What is required
Please reproduce every one of the following lines without any change.

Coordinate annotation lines
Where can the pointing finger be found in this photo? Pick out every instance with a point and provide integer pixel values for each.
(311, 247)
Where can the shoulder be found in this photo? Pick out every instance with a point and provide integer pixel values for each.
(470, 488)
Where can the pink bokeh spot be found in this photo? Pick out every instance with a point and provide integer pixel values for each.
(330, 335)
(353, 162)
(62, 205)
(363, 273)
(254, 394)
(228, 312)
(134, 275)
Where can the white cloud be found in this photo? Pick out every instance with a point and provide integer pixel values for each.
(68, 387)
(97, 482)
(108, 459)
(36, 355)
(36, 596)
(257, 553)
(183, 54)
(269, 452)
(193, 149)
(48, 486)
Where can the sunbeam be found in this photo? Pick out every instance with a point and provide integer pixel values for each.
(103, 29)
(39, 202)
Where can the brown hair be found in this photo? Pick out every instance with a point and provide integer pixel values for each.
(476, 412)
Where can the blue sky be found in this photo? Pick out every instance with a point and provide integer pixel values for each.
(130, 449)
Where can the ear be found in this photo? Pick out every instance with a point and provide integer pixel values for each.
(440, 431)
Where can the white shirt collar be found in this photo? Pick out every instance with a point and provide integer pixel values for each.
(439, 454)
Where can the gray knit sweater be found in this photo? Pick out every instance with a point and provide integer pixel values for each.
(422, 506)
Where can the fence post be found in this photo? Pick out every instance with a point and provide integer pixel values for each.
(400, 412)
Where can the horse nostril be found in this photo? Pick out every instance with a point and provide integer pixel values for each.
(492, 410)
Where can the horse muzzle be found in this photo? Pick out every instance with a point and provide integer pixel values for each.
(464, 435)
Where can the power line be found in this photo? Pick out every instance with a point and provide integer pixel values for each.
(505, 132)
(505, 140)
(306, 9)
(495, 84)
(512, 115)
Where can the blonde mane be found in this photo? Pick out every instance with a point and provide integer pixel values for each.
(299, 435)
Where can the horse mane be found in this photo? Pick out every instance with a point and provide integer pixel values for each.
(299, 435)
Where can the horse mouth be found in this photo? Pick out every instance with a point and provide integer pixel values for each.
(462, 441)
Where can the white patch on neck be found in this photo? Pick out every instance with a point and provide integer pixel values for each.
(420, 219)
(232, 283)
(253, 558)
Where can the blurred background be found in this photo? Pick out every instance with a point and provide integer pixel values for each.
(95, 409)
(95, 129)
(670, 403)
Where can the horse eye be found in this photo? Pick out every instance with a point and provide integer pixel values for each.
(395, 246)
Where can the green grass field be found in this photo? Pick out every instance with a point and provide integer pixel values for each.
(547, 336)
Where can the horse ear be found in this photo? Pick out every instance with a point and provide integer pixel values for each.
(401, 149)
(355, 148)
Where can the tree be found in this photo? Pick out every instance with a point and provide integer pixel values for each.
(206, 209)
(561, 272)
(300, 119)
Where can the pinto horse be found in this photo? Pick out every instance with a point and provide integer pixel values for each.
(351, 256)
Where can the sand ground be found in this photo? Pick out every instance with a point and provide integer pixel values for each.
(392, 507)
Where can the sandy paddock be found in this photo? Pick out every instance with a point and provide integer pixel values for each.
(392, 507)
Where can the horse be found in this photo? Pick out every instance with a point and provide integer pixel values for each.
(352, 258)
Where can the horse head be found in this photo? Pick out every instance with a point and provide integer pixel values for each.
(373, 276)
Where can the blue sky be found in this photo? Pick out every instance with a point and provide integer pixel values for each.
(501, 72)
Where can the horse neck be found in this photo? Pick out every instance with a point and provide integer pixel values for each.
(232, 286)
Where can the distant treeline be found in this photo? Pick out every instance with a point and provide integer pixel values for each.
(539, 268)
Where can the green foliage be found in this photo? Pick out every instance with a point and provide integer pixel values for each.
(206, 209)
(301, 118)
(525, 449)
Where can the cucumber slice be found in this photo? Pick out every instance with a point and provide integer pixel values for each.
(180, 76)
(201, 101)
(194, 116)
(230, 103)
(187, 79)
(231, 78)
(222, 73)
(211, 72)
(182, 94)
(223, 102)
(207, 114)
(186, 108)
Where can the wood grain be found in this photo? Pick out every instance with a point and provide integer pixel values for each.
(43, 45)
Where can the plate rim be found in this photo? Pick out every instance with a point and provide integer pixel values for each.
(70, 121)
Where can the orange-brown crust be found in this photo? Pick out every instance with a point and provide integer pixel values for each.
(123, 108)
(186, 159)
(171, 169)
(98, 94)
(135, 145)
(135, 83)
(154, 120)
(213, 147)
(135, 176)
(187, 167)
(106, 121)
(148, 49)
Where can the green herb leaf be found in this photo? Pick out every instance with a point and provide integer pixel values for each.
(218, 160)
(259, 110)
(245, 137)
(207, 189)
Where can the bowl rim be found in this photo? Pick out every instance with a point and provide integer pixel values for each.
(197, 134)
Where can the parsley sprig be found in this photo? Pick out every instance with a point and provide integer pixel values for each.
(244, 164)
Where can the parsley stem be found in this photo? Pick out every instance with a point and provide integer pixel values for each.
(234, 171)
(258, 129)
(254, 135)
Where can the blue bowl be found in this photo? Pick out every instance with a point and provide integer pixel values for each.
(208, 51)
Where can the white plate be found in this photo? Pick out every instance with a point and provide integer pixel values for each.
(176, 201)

Exercise response
Where can the pointing finger be found in this photo? Pick out every instance with a point and provide integer pixel values for each.
(311, 247)
Where can the shoulder be found in this photo? Pick out every instance with a point and provide integer pixel values for each.
(470, 488)
Where can the pink bokeh spot be found in this photo? Pick out every instance with a point and provide integer pixel values for each.
(330, 335)
(353, 162)
(62, 205)
(363, 273)
(254, 394)
(228, 312)
(134, 275)
Where can the white cloud be found in this photo? Pick out every instance with a point and provide integer pixel values for each.
(68, 387)
(97, 482)
(108, 459)
(36, 355)
(36, 596)
(257, 553)
(183, 54)
(269, 452)
(193, 149)
(48, 486)
Where can the sunbeam be found in this photo? Pick out every instance with a point and provide integer pixel values for each.
(103, 29)
(39, 202)
Where can the brown hair be found in this photo? Pick out every instance with a point and provide integer pixel values for each.
(476, 412)
Where can the blue sky be found in this photo? Pick out every instance with a point and provide integer pixel values for each.
(130, 449)
Where can the ear be found in this photo? Pick out every instance with a point and provide integer pixel values for each.
(440, 431)
Where can the white shirt collar be found in this photo? Pick out every instance with a point and provide integer pixel values for each.
(439, 454)
Where can the gray knit sweater be found in this photo? Pick out every instance with a point and provide integer pixel values for each.
(422, 506)
Where can the fence post be found in this photo? Pick out every instance with a point and provide integer pixel values for each.
(400, 412)
Where can the horse nostril be found in this photo? Pick out every instance with a point and provide integer pixel values for each.
(492, 410)
Where can the horse muzzle be found in this photo? Pick out every instance with a point and provide integer pixel values for each.
(464, 435)
Where can the power line be found in this photo? Pick out every instance with a point and provide integer pixel values for each.
(505, 132)
(505, 140)
(306, 9)
(495, 84)
(512, 115)
Where can the blonde mane be found in this photo? Pick out every instance with a point and provide integer pixel values for each.
(299, 435)
Where can the horse mane be found in this photo? Pick out every instance with a point and provide integer pixel values for each.
(299, 435)
Where can the horse mouth be found in this photo? Pick out every instance with a point and provide integer pixel values for each.
(462, 441)
Where can the white patch on neck be found in this photo? Pick out every instance with a point and provide integer pixel values for each.
(420, 219)
(232, 283)
(253, 558)
Where can the blurred background be found in this photo? Pick out every instance with a point and provide integer pixel values for each.
(95, 409)
(95, 129)
(670, 403)
Where can the horse eye be found in this photo? Pick out every instance with a point and provide integer pixel values for each.
(395, 246)
Where can the green grass field be found in this photo? Pick out every instance with a point and provide integer pixel values for each.
(547, 336)
Where can the horse ear be found in this photo? Pick out every instance with a point and provide integer pixel values for each.
(401, 149)
(355, 148)
Where can the tree be found in this photo? Pick out every instance with a point and provide integer pixel values for each.
(206, 209)
(561, 272)
(300, 119)
Where can the pinto horse be found in this photo? Pick out every instance with a point and provide integer pixel values for each.
(351, 256)
Where can the sand ground be found in this photo? Pick out every instance with a point and provide integer pixel values for each.
(392, 507)
Where can the sandy paddock be found in this photo? Pick out every instance with a point and provide integer pixel values for each.
(392, 507)
Where can the horse be found in this photo? Pick out every instance with a point and provide integer pixel values for each.
(352, 258)
Where can the horse head be found in this photo? Pick out every instance with a point and provide integer pixel values for each.
(373, 276)
Where can the blue sky be found in this photo? Pick out every instance with a point and provide integer pixel values for each.
(501, 72)
Where can the horse neck be found in this photo? Pick out every instance with a point and provide integer pixel values for each.
(232, 286)
Where can the distant treeline be found in this photo? Pick out every instance with a point and provide integer pixel values for each.
(539, 268)
Where can the green foliage be found in this photo? Pick out every instance with a point and provide integer pixel values for each.
(206, 209)
(301, 118)
(525, 449)
Where can the cucumber slice be found in this photo? Pick out every instance with a point and provide integer pixel values for each.
(180, 76)
(201, 101)
(194, 116)
(230, 103)
(187, 79)
(231, 78)
(222, 73)
(211, 72)
(182, 94)
(223, 102)
(207, 114)
(186, 108)
Where can the wood grain be found in this photo? Pick out every instance with a point and provide integer pixel values for each.
(43, 45)
Where can the plate rim be found in this photo? Pick out every instance with a point and provide integer pixel values for each.
(70, 121)
Where can the orange-brown crust be found in this photo? Pick out every instance with a point and provide integer pixel values for each.
(123, 108)
(186, 159)
(171, 169)
(98, 94)
(135, 145)
(135, 83)
(154, 120)
(213, 147)
(135, 176)
(187, 167)
(106, 121)
(148, 49)
Where can the green herb leaf be found in this photo? Pick out every instance with a point and provide integer pixel values for each.
(218, 160)
(259, 110)
(245, 137)
(207, 189)
Where can the bowl rim be found in this photo? Pick out every instance with a point and provide integer pixel values for each.
(197, 134)
Where can the parsley sprig be found in this photo? Pick out every instance with a point and provide integer pixel values for each.
(244, 164)
Where can the parsley stem be found in this photo? Pick out every instance with a point and provide integer pixel values for each.
(234, 171)
(258, 129)
(254, 135)
Where can the blue bowl be found in this photo? Pick out every instance with a point and provide integer pixel values for each.
(208, 51)
Where can the white plate be found in this photo? Pick out every instance with a point and provide integer pixel values for each.
(176, 201)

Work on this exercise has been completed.